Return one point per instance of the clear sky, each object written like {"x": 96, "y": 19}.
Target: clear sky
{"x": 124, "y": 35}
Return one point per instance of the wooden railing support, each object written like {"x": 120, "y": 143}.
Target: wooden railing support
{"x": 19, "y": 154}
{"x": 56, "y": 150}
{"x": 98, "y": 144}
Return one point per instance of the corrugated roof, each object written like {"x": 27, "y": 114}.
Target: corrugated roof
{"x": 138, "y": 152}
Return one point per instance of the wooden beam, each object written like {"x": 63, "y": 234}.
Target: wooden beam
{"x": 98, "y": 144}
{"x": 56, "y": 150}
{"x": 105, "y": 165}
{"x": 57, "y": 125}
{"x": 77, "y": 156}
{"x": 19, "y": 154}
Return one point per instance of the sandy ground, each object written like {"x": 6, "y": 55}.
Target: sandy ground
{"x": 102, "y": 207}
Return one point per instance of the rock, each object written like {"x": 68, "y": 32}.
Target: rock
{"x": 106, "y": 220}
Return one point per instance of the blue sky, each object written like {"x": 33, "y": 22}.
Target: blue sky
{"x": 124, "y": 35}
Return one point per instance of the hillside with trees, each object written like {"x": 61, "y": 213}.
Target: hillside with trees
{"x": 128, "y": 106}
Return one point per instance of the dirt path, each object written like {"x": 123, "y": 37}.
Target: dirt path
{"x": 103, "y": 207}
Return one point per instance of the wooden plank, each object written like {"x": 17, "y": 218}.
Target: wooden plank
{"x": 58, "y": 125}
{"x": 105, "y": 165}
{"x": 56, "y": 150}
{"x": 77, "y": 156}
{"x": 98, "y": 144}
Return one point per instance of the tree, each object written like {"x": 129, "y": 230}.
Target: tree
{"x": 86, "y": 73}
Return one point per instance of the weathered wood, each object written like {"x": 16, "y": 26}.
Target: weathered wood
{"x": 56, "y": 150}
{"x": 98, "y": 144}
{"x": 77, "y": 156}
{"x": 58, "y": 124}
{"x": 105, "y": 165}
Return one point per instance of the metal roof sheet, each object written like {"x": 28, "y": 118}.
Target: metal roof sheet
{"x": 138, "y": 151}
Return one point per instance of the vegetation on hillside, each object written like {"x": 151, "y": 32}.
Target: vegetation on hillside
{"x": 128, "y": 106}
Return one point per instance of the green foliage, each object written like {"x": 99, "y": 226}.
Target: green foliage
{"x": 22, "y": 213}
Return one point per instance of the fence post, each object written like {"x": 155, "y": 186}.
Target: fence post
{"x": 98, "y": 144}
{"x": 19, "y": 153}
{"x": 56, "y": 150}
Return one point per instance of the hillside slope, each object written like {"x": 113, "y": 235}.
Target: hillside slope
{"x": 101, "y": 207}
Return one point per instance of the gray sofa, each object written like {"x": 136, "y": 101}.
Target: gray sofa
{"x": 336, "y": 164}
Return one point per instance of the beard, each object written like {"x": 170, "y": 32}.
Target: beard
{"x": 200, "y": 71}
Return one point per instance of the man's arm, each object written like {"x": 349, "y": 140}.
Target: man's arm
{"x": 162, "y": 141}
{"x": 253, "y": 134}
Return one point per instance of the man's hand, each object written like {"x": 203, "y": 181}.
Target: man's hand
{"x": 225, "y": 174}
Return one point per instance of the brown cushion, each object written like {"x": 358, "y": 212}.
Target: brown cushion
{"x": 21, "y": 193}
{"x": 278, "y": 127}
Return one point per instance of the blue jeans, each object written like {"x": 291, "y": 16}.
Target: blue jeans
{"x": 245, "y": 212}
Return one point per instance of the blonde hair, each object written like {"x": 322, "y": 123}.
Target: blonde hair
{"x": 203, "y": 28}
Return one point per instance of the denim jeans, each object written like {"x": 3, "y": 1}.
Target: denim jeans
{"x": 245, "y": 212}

ABOUT THIS EXERCISE
Each line above must be output exactly as it stands.

ANSWER TO THIS PROBLEM
Return one point per instance of the clear sky, each object written like {"x": 96, "y": 19}.
Target: clear sky
{"x": 124, "y": 35}
Return one point per instance of the wooden railing support, each object written like {"x": 120, "y": 143}.
Target: wooden railing support
{"x": 19, "y": 154}
{"x": 56, "y": 150}
{"x": 98, "y": 144}
Return one point per instance of the corrugated roof, each object written like {"x": 27, "y": 114}.
Target: corrugated roof
{"x": 138, "y": 152}
Return one point per instance of the wooden beam, each object written like {"x": 63, "y": 234}.
Target: wooden beam
{"x": 98, "y": 144}
{"x": 56, "y": 150}
{"x": 105, "y": 165}
{"x": 57, "y": 125}
{"x": 77, "y": 156}
{"x": 19, "y": 154}
Return one point per instance of the sandy ground, each object written like {"x": 6, "y": 55}.
Target: sandy ground
{"x": 102, "y": 207}
Return one point per instance of the rock, each object written like {"x": 68, "y": 32}.
Target: rock
{"x": 106, "y": 220}
Return one point per instance of the blue sky, each object written like {"x": 33, "y": 22}.
Target: blue sky
{"x": 124, "y": 35}
Return one point per instance of the hillside with trees, each object written like {"x": 61, "y": 213}.
Target: hillside with trees
{"x": 128, "y": 106}
Return one point per instance of the dirt path, each object written like {"x": 123, "y": 37}.
Target: dirt path
{"x": 103, "y": 207}
Return one point per instance of the wooden plank, each object written like {"x": 17, "y": 218}.
Target: wooden plank
{"x": 58, "y": 125}
{"x": 105, "y": 165}
{"x": 56, "y": 150}
{"x": 77, "y": 156}
{"x": 98, "y": 144}
Return one point per instance of the tree, each object written like {"x": 129, "y": 230}.
Target: tree
{"x": 86, "y": 73}
Return one point per instance of the weathered wood, each object written like {"x": 16, "y": 26}.
Target: weathered wood
{"x": 56, "y": 150}
{"x": 98, "y": 144}
{"x": 77, "y": 156}
{"x": 58, "y": 124}
{"x": 105, "y": 165}
Return one point per instance of the metal roof sheet, each object written like {"x": 28, "y": 118}.
Target: metal roof sheet
{"x": 138, "y": 151}
Return one point per instance of the vegetation on hillside, each object written like {"x": 151, "y": 32}.
Target: vegetation on hillside
{"x": 128, "y": 106}
Return one point per instance of the green foliage, each object written like {"x": 99, "y": 226}.
Target: green foliage
{"x": 22, "y": 213}
Return one point per instance of the fence post, each object written like {"x": 155, "y": 186}.
Target: fence post
{"x": 98, "y": 144}
{"x": 19, "y": 153}
{"x": 56, "y": 150}
Return one point per instance of the hillside slope, each object written like {"x": 113, "y": 235}.
Target: hillside slope
{"x": 101, "y": 207}
Return one point per instance of the gray sofa, each object written like {"x": 136, "y": 101}.
Target: gray sofa
{"x": 336, "y": 164}
Return one point per instance of the beard, each object written like {"x": 170, "y": 32}.
Target: beard
{"x": 200, "y": 71}
Return one point per instance of the man's arm, each object written like {"x": 349, "y": 140}.
Target: man's arm
{"x": 162, "y": 141}
{"x": 253, "y": 134}
Return one point per instance of the man's hand, each object written like {"x": 203, "y": 181}.
Target: man's hand
{"x": 225, "y": 174}
Return one point per instance of the brown cushion, each object written like {"x": 358, "y": 212}.
Target: brown cushion
{"x": 21, "y": 193}
{"x": 278, "y": 127}
Return one point per instance of the blue jeans, each object written like {"x": 291, "y": 16}.
Target: blue jeans
{"x": 245, "y": 212}
Return one point per instance of the blonde hair, each object written like {"x": 322, "y": 123}.
Target: blonde hair
{"x": 203, "y": 28}
Return one point per instance of the denim jeans, each object written like {"x": 3, "y": 1}.
Target: denim jeans
{"x": 245, "y": 212}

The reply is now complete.